WHAT IS ASKED: Find "the statue's raised" in the material below, then copy that line and every subsequent line to the end, exactly.

# # # #

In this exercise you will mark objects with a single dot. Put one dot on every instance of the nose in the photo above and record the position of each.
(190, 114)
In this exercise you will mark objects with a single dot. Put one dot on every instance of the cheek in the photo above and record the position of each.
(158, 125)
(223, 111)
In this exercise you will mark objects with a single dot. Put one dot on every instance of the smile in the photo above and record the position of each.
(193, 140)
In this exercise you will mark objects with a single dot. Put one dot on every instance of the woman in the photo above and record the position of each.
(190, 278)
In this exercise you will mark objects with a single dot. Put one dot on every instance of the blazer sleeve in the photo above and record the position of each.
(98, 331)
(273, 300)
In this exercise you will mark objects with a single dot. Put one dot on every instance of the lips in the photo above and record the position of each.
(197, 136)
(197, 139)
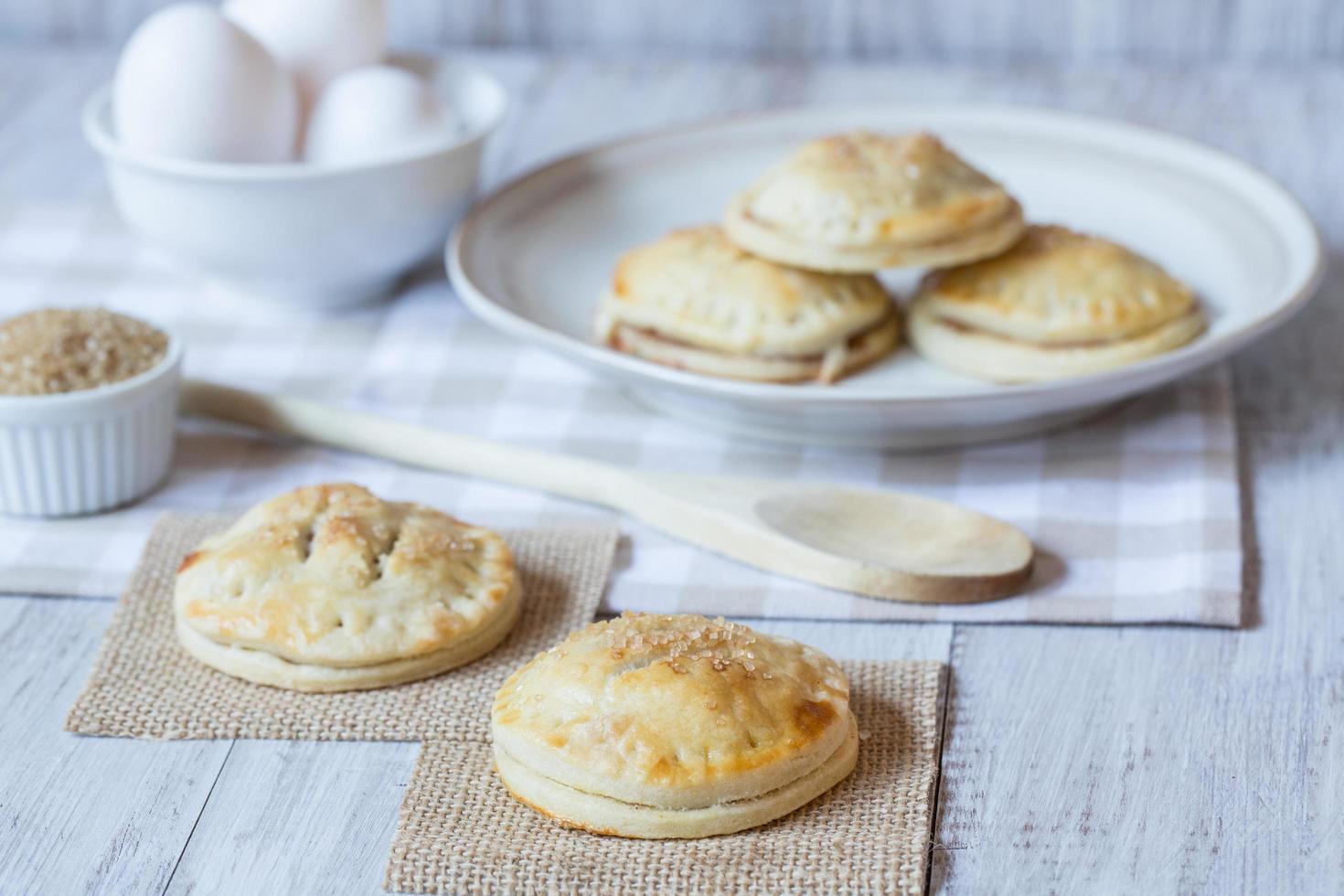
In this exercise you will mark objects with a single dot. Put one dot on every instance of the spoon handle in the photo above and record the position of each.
(409, 443)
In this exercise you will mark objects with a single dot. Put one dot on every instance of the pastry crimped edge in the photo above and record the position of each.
(269, 669)
(851, 355)
(600, 815)
(981, 240)
(1003, 359)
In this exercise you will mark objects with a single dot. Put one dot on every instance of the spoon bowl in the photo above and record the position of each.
(877, 543)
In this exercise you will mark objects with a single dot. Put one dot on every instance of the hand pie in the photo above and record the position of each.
(332, 589)
(860, 202)
(1060, 304)
(672, 726)
(694, 300)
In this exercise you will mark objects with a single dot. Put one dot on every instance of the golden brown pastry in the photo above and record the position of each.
(695, 301)
(1060, 304)
(332, 589)
(672, 726)
(860, 202)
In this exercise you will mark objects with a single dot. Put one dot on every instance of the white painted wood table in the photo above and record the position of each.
(1144, 759)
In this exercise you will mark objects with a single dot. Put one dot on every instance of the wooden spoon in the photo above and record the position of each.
(883, 544)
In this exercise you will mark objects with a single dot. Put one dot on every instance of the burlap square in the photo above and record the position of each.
(460, 832)
(144, 686)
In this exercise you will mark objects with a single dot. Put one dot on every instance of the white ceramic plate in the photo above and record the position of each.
(532, 258)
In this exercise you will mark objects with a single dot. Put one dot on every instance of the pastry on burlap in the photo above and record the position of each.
(460, 830)
(145, 686)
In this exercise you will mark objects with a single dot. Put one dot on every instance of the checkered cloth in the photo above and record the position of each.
(1136, 515)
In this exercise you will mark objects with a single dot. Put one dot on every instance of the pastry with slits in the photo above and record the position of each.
(672, 727)
(695, 301)
(860, 202)
(1058, 304)
(329, 587)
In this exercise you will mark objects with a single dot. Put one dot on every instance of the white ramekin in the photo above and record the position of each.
(89, 450)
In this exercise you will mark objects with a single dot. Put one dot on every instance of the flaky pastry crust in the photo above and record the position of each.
(672, 713)
(331, 577)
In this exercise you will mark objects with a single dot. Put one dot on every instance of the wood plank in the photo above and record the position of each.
(83, 813)
(296, 818)
(976, 31)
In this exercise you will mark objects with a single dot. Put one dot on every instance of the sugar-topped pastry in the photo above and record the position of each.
(672, 726)
(1058, 304)
(860, 202)
(332, 589)
(695, 301)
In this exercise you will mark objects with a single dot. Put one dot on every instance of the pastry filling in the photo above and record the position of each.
(826, 366)
(742, 801)
(1074, 344)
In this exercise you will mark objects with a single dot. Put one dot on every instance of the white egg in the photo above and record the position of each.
(371, 113)
(192, 85)
(316, 39)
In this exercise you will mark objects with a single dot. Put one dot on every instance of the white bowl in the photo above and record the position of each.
(297, 234)
(89, 450)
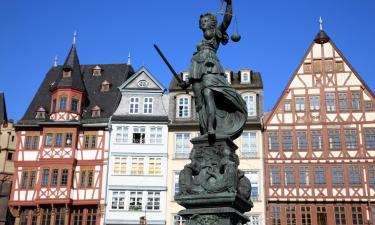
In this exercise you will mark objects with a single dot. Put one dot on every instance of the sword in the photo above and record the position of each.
(180, 82)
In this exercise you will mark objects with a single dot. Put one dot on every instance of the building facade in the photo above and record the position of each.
(62, 145)
(137, 175)
(183, 125)
(320, 144)
(7, 149)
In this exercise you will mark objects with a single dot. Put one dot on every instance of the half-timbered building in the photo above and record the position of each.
(183, 126)
(63, 144)
(320, 144)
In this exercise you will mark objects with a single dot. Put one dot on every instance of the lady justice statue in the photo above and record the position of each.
(221, 110)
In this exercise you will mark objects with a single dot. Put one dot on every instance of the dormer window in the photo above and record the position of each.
(97, 71)
(245, 77)
(95, 111)
(105, 86)
(40, 113)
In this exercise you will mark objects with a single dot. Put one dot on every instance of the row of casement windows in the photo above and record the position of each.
(138, 135)
(59, 140)
(253, 176)
(137, 166)
(355, 174)
(306, 214)
(55, 178)
(183, 106)
(249, 144)
(80, 216)
(135, 103)
(343, 102)
(136, 200)
(316, 138)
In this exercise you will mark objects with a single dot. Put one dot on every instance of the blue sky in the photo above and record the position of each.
(275, 36)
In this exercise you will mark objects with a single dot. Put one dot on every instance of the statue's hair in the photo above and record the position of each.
(213, 19)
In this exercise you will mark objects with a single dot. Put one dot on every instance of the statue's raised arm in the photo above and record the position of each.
(227, 16)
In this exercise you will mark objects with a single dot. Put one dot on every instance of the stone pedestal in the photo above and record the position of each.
(212, 189)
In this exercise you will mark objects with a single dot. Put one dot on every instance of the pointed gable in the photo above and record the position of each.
(323, 69)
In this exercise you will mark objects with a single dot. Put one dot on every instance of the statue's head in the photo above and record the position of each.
(208, 21)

# # # #

THE REPLY:
In this exercise you will mark objects with a single dot. Put one dot on every instance of the statue's raised arm in the photo above and record the position of each.
(227, 16)
In this exercise you will mark objects with a single dot. Put one dot on every instance of the stone pedestal in the photo above and record the position of each.
(212, 189)
In this exercise you will mark objects with a single dot. Put one dot on every instance of the pointed gable in the photo above and record the position of each.
(323, 69)
In this exercise you will mark objects with a single dot. Put one dot on every instance of the statue's head in the photo above and record the position of each.
(208, 21)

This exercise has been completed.